[Excerpts from a dataset]
# # # #

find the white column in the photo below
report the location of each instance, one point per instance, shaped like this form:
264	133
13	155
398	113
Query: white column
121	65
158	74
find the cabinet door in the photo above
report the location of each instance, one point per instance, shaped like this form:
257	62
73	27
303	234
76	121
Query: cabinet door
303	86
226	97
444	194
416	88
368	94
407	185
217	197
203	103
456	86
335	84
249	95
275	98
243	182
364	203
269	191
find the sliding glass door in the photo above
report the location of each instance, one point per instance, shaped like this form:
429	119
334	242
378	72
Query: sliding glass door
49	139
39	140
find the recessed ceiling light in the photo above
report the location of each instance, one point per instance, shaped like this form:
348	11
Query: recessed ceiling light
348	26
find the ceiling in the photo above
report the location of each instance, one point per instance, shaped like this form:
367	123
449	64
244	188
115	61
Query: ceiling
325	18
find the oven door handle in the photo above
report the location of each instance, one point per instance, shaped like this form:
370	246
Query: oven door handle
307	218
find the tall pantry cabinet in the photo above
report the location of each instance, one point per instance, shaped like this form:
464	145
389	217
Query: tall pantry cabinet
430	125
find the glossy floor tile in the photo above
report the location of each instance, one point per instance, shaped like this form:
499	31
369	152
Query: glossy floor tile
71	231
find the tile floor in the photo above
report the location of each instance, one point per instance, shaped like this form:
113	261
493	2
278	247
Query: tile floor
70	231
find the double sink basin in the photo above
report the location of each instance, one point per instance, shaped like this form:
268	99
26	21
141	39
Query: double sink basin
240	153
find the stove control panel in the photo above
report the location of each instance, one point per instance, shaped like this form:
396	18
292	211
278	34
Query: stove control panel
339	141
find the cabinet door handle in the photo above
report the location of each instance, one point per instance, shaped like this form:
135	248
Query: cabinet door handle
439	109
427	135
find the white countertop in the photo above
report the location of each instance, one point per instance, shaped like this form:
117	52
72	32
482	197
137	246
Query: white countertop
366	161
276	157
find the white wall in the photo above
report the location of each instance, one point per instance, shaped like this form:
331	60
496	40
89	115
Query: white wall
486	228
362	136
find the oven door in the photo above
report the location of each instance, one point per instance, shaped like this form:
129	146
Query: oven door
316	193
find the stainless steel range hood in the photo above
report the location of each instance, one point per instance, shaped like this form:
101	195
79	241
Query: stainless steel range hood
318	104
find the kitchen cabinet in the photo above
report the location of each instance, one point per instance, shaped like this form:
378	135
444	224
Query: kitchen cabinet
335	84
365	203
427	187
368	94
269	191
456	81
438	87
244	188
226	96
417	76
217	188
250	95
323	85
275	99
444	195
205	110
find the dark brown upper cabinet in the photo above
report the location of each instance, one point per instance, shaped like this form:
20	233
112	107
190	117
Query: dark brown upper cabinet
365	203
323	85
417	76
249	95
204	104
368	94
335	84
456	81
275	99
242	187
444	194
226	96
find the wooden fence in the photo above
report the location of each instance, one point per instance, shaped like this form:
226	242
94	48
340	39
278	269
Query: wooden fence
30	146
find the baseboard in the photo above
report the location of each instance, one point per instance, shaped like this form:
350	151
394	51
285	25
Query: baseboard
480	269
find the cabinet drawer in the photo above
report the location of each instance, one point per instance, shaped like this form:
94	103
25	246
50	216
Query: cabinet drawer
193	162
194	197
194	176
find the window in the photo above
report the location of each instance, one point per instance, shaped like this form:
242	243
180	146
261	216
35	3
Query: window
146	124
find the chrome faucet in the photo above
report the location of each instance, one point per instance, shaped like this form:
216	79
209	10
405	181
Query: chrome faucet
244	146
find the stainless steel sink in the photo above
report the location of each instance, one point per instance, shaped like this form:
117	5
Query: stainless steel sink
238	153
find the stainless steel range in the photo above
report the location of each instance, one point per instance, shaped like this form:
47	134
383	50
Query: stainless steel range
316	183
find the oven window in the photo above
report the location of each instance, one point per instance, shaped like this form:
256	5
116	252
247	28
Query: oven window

# # # #

* EXERCISE REQUIREMENTS: Once you reach the line that holds "Query: baseboard", print it and every line after it through the end of the records, word for word.

* WRITTEN SOLUTION:
Query: baseboard
480	269
find the cabinet drawer in the photo above
report the location of each instance, one point per instance, shaped like this form:
94	103
25	246
50	216
Query: cabinet drawer
193	162
194	197
194	176
find the window in the photo above
report the location of each instance, one point per instance, shaped like this form:
242	243
180	146
261	216
35	3
Query: window
146	124
find the chrome faucet in the photo above
report the location of each instance, one point per instance, shaped like this form:
216	79
209	10
405	181
Query: chrome faucet
244	146
find the stainless steel sink in the photo above
report the location of each instance, one point per instance, shaped like this form:
117	5
Query: stainless steel sink
238	153
find the stainless steel range in the photo above
report the location of each instance, one point per instance, shaped like this form:
47	134
383	50
Query: stainless steel range
316	183
find the oven window in the photo above
report the location of each instance, one point per instance, shaped like this form:
256	5
116	252
247	28
Query: oven window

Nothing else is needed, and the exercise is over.